**Given data**
________
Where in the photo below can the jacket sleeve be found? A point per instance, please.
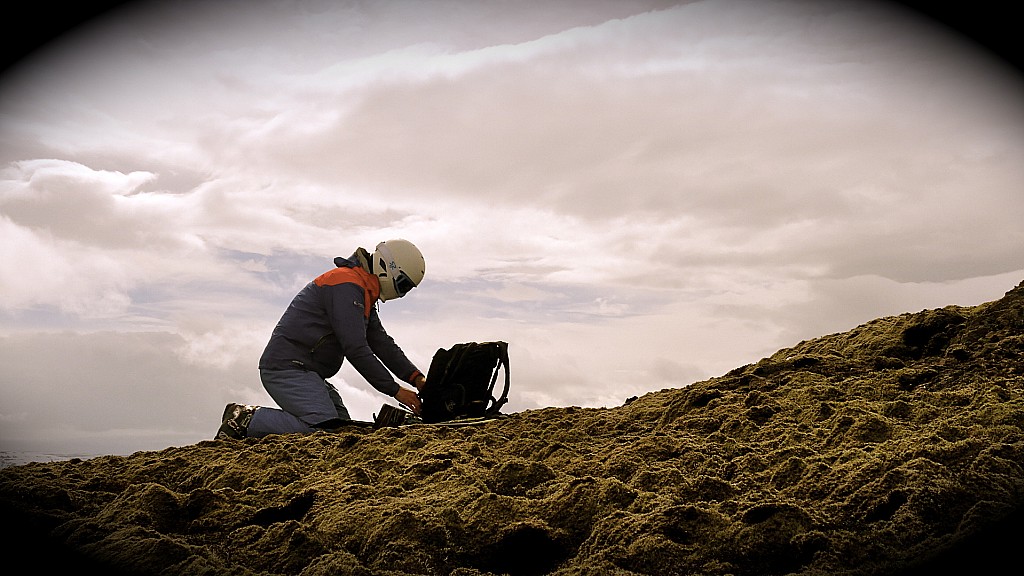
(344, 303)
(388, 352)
________
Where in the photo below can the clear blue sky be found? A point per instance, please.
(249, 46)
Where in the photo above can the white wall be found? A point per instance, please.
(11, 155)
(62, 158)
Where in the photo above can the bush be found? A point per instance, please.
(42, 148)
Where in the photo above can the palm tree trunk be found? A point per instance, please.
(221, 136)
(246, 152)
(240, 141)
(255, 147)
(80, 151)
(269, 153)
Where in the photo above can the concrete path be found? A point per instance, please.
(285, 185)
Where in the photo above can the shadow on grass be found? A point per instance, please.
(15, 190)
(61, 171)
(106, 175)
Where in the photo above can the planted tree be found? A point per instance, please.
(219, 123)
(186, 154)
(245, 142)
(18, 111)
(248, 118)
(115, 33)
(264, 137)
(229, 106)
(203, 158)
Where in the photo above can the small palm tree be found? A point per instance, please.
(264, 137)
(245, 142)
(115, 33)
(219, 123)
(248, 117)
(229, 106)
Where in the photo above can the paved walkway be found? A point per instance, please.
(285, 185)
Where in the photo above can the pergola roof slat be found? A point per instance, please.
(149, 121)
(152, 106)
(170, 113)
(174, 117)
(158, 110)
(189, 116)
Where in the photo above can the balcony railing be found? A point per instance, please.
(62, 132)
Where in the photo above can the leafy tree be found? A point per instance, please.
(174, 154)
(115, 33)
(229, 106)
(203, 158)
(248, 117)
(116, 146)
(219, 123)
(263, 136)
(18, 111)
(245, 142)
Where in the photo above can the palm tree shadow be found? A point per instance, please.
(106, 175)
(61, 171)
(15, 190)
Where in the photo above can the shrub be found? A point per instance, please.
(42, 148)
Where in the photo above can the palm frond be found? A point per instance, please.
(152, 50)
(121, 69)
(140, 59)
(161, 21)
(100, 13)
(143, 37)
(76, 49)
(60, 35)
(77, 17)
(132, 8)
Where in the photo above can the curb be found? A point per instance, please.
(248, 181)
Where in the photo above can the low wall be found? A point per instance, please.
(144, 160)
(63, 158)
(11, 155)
________
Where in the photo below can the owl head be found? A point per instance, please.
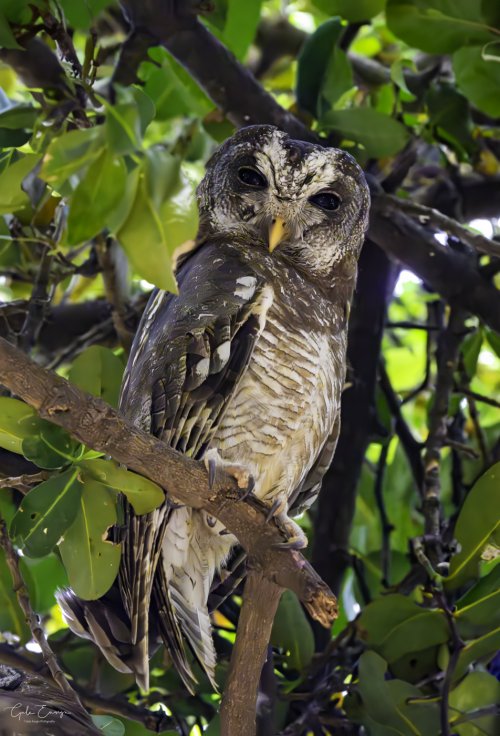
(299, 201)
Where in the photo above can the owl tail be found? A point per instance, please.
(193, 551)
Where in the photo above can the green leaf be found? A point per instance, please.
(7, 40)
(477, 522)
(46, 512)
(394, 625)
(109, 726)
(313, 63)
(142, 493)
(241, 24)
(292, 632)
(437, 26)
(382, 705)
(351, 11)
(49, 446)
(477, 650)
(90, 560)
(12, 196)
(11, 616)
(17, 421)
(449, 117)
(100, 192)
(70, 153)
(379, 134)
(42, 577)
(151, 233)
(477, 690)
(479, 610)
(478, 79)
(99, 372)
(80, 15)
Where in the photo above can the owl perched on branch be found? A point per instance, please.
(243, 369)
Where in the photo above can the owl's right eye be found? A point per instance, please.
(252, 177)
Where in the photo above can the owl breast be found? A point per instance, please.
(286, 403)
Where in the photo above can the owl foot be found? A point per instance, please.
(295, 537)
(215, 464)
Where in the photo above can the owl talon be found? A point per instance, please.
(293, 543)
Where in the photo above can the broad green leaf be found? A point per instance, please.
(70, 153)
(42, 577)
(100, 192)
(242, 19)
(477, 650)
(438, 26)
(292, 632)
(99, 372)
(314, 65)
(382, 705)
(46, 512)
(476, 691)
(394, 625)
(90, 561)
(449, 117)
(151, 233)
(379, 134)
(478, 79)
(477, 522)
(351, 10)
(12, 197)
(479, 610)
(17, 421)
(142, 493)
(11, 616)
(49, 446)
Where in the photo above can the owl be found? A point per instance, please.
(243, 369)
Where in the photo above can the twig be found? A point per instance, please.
________
**Task to complete**
Starting at the line with "Where in the photo above can the owl foot" and ending at the line with "Where in the photo above can the twig", print each line of the listing above exactly, with no other lines.

**Solution to this problem**
Where in the photo above can the owl foot be found? A point per instance, please.
(295, 537)
(215, 464)
Where in the photo above can the owl talon be found? A point per instance, please.
(293, 543)
Where in the photo above can the broad green leaf be found? A point per instance, please.
(70, 153)
(42, 577)
(100, 192)
(242, 19)
(477, 650)
(438, 26)
(292, 632)
(99, 372)
(314, 65)
(382, 705)
(46, 512)
(476, 691)
(394, 625)
(90, 561)
(449, 117)
(151, 233)
(379, 134)
(478, 79)
(477, 522)
(351, 10)
(12, 197)
(479, 610)
(17, 421)
(142, 493)
(11, 616)
(49, 446)
Where in the photo above can the owl be found? A point per instance, please.
(243, 369)
Where in the photo above can the twig be found? A point per instance, please.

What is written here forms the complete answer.